◆ **Excerpt to read**

──────────

Summary: BUY THE CLEAN VERSION. I usually never recommend this, but when you buy the clean version you don't get the parental advisory stamped on the front cover art, and even better, you don't have to listen to Annie Hardy's perverted commentary every freakin time you listen to the c.d... but for the most part I am very pleased with Saturday Night Wrist. Saturday Night Wrist can be described as an array of satisfying flavors from familiar and beyond to blend both new and old together as creative works of art crafted from one of the most original bands in all of rock, the Deftones. Thank you for reading :)!
on February 1, 2007
Although I'm still a fairly new fan of the Deftones, having only purchased their fantastic album "White Pony" a couple of months before this album's release, I still greatly anticipated it. And, whether you're new to the band, or a die hard fan that anxiously waited three years for this, "Saturday Night Wrist" is definitely more than worth the purchase.
I must admit, this album took a few spins to really sink in for me (as opposed to "White Pony", which I loved from the first listen), but it was worth the effort, because this is great stuff. While not quite as eclectic as "White Pony", there's still plenty of diversity here. You've got psychotic heavy tracks like "Rapture" and "Rats! Rats! Rats!" (best title ever), dreamy epic tracks like "Beware" and "Cherry Waves", and melodic hard rock like "Mein" (featuring Serj Terkian from System of a Down), "Kimdracula", and "Hole in the Earth". "Pink Cellphone" is mostly straight-up electronic, bringing a bit more of the Team Sleep influence to the table. This song also features spoken-word vocals from Annie Hardy, from the band Giant Drag, and if you're familiar with this band, you probably know what a naughty little girl she is, and thus her contributions here won't surprise you.
More eclecticism comes with the slightly jazzy "Xerces", and an ambient instrumental track, whose name is a big long video game code that I can't remember offhand. Nice peaceful track, though. The album ends nicely with "Riviere", which starts off soft and elegant, and subtly builds up toward the end.
Overall, this is a really solid and well-accomplished release. While I think I still prefer "White Pony" on the whole, I still think this album is a definite progression in sound, especially Chino's vocals, which are more polished and dynamic than ever. Musically they're staying fresh and trying new things, while retaining their signature style. Yep, these guys are clearly far from out of ideas. If you're even remotely interested in the Deftones, definitely pick this up. Hell, even if you don't like them, give it a try anyway, because you never know...
on February 9, 2007
I consider myself a fairly well-rounded musician: I'm equally happy studying an Antonio Carlos Jobim chart as a Stravinsky ballet or a Dillinger Escape Plan song. And over the last 10 years, Deftones have somehow kept me hooked. I was drawn in by the raw emotion of "Adrenaline," then the too-slick-for-its-own-good sound of "Around the Fur." Then "White Pony" caught me blindsided with an album filled to the brim with mysterious, beautiful and catchy songs. But then there was the self-titled album, which just felt sort of aimless, and never really gripped me. To be honest, I thought I was too old to rock, and didn't even know if I would purchase "Saturday Night Wrist."

──────────

◆ **Parts of the exercise**
(1) List every person named in the album review.
(2) Answer these questions from the album review:
(a) Who is featured on the track "Mein"?
(b) Which track closes the album?
(c) Which album first drew in the reviewer who compares Antonio Carlos Jobim and Stravinsky, and with what quality?
(3) Rewrite the portion of the album review between "on February 1, 2007" and "worth the purchase.", inclusive, replacing "fantastic" with "excellent".
The data that come next bear no relation to the album review.

◆ **Extracted entries**
──────────

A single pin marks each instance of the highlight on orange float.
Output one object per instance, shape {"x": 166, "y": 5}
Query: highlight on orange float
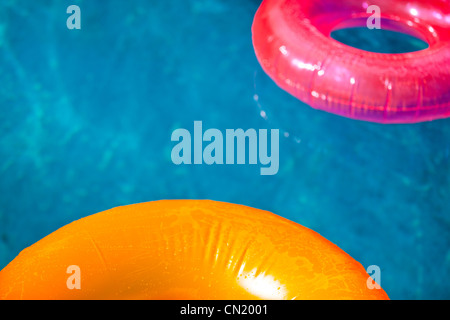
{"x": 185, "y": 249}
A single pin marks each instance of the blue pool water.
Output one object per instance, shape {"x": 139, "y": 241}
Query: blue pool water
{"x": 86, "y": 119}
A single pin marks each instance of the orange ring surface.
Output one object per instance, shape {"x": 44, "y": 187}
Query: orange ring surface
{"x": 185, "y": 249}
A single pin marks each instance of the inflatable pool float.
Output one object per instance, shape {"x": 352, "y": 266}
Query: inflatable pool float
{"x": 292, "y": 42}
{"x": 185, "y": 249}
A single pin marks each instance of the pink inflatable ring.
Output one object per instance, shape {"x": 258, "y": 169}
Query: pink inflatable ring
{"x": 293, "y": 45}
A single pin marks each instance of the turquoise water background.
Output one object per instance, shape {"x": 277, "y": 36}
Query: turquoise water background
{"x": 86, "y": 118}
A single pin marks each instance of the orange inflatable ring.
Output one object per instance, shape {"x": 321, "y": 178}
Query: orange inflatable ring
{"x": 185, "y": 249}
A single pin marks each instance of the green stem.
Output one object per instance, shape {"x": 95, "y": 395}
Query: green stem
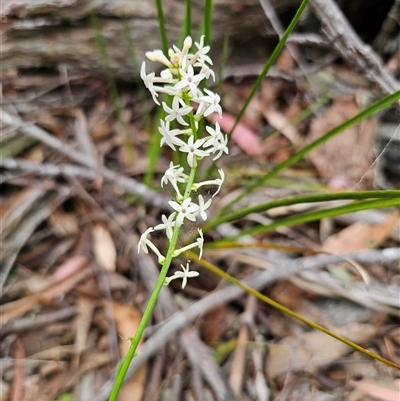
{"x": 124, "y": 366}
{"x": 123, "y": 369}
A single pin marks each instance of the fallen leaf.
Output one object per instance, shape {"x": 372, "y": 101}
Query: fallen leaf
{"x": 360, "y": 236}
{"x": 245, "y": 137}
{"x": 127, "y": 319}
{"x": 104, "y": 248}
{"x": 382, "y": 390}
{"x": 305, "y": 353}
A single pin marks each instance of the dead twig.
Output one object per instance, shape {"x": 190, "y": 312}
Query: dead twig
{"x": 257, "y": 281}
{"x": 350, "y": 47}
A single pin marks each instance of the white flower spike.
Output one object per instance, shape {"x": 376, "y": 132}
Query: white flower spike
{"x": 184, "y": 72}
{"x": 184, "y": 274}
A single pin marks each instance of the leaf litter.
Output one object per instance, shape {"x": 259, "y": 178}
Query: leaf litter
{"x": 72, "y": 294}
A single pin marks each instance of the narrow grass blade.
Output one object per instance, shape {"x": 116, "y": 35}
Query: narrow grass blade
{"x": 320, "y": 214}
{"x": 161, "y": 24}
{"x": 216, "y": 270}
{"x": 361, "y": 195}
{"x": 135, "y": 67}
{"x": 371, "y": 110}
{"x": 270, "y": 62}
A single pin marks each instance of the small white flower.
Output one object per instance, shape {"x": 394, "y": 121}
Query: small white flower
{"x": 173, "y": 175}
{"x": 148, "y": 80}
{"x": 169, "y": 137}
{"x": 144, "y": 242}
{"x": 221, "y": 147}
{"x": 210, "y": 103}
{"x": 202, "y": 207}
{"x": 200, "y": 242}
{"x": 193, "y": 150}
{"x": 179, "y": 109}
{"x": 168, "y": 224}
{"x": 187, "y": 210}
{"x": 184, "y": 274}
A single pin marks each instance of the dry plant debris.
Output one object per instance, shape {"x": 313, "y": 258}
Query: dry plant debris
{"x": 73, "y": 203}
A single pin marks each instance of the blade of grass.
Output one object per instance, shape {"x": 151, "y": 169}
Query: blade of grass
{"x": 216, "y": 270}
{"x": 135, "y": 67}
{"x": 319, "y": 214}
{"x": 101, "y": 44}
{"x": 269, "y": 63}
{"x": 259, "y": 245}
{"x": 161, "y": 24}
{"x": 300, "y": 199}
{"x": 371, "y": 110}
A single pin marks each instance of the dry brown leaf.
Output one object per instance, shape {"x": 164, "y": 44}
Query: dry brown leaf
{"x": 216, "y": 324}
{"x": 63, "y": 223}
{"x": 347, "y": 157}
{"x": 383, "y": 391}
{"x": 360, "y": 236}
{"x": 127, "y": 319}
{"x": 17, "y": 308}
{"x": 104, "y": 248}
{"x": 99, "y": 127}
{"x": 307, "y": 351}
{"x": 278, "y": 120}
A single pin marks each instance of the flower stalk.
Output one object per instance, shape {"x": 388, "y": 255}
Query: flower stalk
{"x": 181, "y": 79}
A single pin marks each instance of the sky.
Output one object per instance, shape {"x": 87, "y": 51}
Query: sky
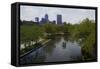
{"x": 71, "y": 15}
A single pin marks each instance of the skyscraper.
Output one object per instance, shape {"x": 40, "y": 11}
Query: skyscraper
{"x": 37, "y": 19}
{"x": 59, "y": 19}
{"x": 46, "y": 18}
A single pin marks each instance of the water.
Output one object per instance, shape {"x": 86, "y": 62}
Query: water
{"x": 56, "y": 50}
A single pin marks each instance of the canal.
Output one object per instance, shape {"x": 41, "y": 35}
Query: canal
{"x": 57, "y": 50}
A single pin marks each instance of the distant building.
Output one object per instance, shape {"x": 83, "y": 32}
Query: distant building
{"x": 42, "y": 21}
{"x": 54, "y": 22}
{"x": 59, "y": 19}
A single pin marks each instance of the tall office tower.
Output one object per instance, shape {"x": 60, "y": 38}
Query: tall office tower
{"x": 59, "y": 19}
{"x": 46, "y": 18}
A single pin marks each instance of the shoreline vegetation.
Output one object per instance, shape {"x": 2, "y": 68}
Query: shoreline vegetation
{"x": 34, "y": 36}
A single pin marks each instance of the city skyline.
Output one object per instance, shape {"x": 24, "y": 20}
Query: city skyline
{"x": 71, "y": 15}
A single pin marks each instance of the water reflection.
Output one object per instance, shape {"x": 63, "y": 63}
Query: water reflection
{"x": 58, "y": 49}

──────────

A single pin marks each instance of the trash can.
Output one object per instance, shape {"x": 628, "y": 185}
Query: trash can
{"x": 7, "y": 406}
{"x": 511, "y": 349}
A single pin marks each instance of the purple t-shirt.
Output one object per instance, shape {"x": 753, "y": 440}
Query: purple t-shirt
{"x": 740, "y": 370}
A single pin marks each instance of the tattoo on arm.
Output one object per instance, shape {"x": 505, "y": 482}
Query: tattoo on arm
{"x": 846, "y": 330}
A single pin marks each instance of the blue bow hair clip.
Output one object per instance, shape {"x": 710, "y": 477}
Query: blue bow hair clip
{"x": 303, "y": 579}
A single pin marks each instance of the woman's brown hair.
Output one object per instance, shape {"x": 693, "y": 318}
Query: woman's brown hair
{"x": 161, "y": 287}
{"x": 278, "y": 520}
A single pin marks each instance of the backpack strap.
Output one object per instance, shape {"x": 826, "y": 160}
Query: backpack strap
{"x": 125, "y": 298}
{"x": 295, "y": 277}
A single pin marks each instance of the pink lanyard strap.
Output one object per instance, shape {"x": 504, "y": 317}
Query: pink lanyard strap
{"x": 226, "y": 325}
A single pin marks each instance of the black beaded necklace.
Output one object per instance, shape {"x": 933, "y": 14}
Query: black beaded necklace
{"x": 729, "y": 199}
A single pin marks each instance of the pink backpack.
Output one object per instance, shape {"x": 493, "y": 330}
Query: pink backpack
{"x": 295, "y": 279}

──────────

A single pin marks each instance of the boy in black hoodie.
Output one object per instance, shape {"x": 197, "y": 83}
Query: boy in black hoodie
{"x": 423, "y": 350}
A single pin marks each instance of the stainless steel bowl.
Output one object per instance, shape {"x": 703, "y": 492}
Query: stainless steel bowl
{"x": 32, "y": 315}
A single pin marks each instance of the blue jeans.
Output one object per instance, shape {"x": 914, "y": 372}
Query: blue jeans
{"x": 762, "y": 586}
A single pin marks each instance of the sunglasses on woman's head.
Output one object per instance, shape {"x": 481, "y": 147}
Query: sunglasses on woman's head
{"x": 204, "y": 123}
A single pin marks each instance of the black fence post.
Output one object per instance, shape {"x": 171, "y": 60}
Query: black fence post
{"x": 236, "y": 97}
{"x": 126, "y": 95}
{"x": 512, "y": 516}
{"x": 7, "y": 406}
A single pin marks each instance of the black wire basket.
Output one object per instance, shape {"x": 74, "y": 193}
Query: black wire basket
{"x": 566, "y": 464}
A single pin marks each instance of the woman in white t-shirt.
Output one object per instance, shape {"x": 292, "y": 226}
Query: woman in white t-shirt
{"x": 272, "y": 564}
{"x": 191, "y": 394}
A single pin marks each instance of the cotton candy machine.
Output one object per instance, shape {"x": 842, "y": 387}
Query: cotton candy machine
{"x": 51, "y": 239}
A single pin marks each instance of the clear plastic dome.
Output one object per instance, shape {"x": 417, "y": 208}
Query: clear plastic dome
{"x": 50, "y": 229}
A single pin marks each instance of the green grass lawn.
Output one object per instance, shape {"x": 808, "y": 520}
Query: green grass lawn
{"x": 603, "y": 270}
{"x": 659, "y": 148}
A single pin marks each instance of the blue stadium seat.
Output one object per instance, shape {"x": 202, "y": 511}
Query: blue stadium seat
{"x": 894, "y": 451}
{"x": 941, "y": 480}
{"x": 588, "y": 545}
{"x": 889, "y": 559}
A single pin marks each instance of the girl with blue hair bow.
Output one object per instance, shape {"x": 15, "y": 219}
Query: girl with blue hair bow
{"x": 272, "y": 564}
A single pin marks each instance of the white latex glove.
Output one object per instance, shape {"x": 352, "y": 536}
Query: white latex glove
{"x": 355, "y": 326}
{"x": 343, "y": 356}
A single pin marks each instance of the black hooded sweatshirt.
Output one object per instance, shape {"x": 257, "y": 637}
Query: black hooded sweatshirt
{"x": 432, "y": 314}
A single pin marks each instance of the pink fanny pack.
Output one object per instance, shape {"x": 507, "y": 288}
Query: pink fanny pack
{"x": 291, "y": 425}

──────────

◆ **Responses to the tasks**
(1) Annie Hardy, Serj Terkian, Chino, Antonio Carlos Jobim, Stravinsky

(2)
(a) Serj Terkian from System of a Down.
(b) "Riviere."
(c) "Adrenaline," with its raw emotion.

(3)
on February 1, 2007
Although I'm still a fairly new fan of the Deftones, having only purchased their excellent album "White Pony" a couple of months before this album's release, I still greatly anticipated it. And, whether you're new to the band, or a die hard fan that anxiously waited three years for this, "Saturday Night Wrist" is definitely more than worth the purchase.